** Start of Exercise data **
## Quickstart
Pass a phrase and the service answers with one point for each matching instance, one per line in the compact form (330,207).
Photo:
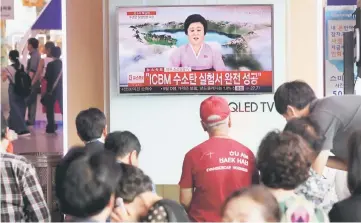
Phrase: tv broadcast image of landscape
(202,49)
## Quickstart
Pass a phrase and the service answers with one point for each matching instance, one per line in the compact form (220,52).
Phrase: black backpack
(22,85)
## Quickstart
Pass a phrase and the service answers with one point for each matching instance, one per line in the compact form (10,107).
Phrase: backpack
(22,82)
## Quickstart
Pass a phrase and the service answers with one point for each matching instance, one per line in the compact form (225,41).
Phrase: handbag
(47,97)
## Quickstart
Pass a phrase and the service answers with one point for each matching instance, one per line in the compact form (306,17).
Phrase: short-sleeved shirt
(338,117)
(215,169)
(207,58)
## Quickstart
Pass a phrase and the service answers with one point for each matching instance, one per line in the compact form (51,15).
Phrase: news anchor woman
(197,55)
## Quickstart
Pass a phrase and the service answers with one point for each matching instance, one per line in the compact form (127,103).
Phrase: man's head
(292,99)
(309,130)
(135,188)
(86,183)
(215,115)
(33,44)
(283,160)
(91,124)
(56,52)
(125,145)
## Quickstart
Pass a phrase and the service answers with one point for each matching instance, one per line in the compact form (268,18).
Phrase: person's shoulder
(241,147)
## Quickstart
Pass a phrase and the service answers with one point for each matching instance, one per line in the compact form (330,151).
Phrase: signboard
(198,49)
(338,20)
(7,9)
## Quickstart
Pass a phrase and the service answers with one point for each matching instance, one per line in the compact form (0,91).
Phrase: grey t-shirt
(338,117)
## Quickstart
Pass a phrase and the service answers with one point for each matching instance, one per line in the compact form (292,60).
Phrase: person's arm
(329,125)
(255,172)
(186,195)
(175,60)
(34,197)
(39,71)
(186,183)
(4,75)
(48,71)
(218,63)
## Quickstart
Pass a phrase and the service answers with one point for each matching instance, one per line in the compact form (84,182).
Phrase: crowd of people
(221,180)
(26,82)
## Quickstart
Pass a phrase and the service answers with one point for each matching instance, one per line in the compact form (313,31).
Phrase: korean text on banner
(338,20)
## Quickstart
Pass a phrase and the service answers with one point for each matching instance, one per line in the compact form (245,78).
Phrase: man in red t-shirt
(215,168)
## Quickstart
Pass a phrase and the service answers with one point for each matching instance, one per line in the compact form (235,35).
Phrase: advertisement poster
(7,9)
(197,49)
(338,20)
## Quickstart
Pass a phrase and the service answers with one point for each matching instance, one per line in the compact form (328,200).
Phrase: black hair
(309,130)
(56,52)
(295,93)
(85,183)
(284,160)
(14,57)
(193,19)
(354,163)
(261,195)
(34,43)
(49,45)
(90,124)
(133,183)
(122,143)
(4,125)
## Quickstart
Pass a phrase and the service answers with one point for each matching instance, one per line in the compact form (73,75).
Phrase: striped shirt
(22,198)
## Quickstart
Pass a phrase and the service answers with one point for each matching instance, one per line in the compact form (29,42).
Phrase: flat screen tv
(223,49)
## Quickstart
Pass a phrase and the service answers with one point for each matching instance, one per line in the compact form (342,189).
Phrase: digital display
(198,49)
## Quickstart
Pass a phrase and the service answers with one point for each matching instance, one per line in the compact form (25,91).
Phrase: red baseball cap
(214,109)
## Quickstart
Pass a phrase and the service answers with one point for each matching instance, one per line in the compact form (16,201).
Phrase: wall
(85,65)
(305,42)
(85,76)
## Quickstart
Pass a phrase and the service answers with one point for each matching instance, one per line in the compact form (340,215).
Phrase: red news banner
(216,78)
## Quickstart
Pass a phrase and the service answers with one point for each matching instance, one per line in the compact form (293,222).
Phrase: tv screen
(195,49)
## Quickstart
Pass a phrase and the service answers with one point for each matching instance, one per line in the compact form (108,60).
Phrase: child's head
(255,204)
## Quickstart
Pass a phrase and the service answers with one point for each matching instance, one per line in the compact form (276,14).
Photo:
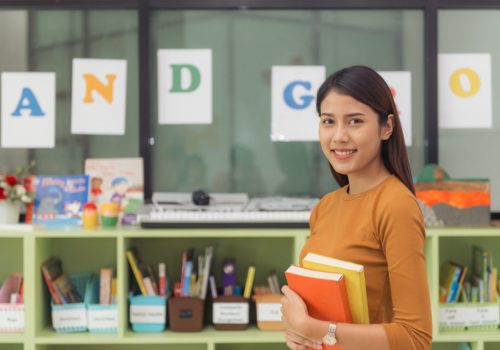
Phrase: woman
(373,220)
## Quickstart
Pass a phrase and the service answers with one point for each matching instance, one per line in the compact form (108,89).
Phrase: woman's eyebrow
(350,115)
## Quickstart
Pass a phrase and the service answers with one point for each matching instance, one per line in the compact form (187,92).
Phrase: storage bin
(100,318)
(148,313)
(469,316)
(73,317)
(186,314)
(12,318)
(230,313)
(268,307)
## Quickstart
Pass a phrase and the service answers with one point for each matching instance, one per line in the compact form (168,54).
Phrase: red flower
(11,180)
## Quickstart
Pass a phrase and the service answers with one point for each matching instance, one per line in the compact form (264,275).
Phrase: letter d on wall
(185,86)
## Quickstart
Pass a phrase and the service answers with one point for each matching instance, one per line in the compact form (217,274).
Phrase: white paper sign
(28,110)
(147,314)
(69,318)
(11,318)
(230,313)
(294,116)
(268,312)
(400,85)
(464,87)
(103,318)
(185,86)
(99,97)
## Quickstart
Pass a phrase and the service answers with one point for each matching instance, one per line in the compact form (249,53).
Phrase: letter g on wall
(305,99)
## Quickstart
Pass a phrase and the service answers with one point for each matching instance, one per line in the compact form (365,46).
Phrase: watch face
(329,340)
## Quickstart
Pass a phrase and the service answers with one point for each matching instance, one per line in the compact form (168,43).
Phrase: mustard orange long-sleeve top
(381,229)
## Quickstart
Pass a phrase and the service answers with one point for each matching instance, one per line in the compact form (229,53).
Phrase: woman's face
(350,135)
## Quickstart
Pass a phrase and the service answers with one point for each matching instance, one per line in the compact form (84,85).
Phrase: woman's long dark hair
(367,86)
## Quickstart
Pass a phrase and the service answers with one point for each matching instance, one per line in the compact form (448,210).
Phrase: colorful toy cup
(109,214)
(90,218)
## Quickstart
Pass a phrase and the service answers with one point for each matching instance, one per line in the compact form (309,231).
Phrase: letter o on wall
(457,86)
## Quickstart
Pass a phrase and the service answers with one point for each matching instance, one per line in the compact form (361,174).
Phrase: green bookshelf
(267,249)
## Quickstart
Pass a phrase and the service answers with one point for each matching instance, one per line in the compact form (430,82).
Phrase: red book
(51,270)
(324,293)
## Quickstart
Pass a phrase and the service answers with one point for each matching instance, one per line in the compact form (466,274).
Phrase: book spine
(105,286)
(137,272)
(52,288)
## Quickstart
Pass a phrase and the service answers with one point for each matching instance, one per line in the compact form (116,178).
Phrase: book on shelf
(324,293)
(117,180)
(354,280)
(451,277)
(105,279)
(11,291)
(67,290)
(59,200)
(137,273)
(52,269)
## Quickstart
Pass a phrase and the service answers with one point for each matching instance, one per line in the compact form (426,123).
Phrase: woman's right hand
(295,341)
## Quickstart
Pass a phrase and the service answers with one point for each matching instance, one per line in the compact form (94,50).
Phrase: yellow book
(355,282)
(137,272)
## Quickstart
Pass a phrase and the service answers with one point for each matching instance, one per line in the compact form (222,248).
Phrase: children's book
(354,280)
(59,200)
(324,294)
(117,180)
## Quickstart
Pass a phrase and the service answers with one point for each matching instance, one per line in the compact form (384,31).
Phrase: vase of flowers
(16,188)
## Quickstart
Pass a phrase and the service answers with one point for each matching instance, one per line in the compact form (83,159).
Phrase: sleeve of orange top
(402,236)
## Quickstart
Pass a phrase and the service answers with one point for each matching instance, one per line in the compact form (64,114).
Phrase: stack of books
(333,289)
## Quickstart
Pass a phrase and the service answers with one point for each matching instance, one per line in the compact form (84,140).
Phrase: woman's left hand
** End of Exercise data **
** Start of Exercise data **
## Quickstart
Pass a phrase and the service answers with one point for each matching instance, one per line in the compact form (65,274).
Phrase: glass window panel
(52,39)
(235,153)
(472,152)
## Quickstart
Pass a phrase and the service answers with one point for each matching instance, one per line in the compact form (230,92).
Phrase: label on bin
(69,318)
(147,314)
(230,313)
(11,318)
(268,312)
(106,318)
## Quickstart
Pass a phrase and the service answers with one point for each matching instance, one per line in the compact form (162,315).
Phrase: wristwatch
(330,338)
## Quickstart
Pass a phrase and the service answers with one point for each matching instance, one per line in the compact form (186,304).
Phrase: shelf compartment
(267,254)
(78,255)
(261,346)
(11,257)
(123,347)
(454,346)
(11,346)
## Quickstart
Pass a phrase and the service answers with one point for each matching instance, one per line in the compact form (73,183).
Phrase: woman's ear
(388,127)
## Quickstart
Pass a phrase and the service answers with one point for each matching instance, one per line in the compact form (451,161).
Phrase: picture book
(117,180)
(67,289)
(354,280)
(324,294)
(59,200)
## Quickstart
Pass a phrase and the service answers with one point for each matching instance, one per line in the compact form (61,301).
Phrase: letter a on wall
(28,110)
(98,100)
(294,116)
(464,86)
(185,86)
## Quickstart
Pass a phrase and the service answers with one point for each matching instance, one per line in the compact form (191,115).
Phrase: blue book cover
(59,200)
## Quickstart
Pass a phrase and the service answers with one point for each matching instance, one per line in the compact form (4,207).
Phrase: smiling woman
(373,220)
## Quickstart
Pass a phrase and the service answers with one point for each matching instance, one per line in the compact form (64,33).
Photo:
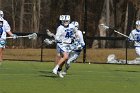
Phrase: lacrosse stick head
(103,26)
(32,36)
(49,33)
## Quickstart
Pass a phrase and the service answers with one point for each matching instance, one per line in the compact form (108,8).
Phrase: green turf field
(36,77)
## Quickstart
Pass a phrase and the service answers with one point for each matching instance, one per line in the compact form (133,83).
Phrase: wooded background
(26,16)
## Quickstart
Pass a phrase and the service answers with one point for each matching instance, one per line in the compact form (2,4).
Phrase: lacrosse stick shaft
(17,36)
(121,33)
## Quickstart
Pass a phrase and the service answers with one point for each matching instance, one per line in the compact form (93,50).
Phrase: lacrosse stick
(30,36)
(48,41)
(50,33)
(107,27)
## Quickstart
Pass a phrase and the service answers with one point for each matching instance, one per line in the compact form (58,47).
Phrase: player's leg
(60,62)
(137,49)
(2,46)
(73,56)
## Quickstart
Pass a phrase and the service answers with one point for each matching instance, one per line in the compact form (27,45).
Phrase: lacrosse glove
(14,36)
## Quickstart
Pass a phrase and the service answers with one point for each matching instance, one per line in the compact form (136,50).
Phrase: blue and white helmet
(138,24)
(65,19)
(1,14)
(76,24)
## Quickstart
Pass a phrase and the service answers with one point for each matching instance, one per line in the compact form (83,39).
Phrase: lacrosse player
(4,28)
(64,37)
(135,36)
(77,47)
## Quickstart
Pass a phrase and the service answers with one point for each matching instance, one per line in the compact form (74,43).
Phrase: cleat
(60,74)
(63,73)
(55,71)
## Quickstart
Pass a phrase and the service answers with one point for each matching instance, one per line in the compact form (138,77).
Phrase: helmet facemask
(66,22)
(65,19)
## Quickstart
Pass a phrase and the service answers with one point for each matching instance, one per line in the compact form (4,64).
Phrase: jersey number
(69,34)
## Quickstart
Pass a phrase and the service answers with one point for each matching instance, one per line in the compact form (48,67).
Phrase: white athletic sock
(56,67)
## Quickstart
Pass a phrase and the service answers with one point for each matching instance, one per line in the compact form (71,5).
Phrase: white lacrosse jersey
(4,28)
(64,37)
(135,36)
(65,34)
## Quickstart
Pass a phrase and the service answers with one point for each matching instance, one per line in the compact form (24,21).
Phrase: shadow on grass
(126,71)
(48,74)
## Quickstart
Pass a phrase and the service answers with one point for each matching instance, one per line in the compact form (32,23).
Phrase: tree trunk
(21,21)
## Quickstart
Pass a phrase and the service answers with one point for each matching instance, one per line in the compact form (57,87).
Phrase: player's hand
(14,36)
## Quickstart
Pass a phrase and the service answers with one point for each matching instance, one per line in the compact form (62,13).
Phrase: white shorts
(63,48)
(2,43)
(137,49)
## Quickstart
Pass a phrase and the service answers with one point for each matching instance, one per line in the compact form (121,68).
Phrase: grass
** End of Exercise data **
** Start of Exercise data **
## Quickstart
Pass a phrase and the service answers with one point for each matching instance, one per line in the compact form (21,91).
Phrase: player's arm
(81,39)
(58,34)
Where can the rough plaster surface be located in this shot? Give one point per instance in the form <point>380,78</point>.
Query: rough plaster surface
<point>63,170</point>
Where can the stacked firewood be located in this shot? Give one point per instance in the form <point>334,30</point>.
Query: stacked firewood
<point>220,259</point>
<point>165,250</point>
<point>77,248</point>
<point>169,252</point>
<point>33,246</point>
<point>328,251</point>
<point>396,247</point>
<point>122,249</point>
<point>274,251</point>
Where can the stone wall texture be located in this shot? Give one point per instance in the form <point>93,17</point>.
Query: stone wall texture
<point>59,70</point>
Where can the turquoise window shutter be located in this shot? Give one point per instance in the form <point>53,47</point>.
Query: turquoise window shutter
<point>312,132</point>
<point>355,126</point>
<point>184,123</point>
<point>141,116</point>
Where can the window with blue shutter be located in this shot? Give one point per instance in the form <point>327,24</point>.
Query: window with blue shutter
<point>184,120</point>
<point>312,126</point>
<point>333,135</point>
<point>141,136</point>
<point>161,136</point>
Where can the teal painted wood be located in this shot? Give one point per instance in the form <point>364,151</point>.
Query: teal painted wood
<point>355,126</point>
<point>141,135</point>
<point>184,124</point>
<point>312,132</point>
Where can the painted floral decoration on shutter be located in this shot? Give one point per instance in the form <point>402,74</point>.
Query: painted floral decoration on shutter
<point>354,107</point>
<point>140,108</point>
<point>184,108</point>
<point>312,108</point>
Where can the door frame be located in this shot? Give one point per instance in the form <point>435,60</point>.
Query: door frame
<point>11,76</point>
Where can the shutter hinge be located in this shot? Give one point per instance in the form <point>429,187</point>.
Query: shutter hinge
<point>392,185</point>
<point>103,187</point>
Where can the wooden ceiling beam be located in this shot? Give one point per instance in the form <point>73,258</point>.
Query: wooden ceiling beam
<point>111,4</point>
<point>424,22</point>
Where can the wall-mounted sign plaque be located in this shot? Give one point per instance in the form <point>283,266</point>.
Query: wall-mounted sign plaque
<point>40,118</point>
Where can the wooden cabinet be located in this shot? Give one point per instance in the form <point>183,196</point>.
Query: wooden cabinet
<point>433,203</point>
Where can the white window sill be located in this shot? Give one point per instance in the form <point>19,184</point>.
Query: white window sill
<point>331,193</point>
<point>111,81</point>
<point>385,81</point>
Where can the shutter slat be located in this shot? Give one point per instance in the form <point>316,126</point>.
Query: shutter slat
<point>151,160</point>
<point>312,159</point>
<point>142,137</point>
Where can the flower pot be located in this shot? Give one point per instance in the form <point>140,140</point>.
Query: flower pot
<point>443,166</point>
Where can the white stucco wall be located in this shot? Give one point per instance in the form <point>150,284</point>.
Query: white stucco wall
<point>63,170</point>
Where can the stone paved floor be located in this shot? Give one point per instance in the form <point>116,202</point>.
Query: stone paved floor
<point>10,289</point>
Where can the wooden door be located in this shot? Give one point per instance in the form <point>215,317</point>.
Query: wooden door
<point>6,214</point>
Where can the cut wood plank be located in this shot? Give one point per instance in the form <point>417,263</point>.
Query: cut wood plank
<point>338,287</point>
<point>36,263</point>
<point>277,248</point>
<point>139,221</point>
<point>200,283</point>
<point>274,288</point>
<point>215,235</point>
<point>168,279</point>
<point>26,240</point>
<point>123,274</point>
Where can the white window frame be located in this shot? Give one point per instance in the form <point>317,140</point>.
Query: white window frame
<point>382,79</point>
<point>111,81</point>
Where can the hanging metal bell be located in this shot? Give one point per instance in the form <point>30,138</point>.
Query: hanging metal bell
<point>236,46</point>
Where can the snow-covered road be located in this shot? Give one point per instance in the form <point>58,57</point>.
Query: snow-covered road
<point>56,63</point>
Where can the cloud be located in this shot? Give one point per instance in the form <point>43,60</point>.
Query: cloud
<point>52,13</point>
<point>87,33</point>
** End of Exercise data **
→ **Description of the task**
Change "shot" to "image" wherever it occurs, starting at the line that has "Where can the stacked" and stopping after the line that has "<point>11,76</point>". Reproduce those lines with everything else unchanged.

→ **The response**
Where can the stacked firewood be located in this image? Give one point per instance in the form <point>334,30</point>.
Query: stacked firewood
<point>220,259</point>
<point>165,250</point>
<point>77,248</point>
<point>169,252</point>
<point>33,246</point>
<point>328,251</point>
<point>396,247</point>
<point>122,249</point>
<point>274,251</point>
Where can the stone wall texture be located in this image? Give one point per instance in the form <point>93,17</point>.
Query: stone wall texture
<point>59,70</point>
Where can the turquoise window shutter be located in this image? Give one point per instance in the form <point>53,47</point>.
Query: turquoise window shutter
<point>312,132</point>
<point>355,126</point>
<point>184,123</point>
<point>141,116</point>
Where can the window with blue shutter be located in this image? Give one point per instance in the form <point>327,24</point>.
Query: window with blue shutter
<point>184,120</point>
<point>312,126</point>
<point>333,135</point>
<point>141,136</point>
<point>161,136</point>
Where can the teal painted wood be located in this image? Give one point per instance in the form <point>364,151</point>.
Query: teal painted wood
<point>355,126</point>
<point>141,135</point>
<point>184,124</point>
<point>312,132</point>
Where can the painted floral decoration on shutter be located in this image? Give one point per instance in the form <point>402,74</point>.
Query: painted floral decoration on shutter
<point>354,107</point>
<point>140,108</point>
<point>184,108</point>
<point>312,108</point>
Where can the door frame be located in this image? Give one point per instance in the form <point>435,60</point>.
Query: door frame
<point>11,76</point>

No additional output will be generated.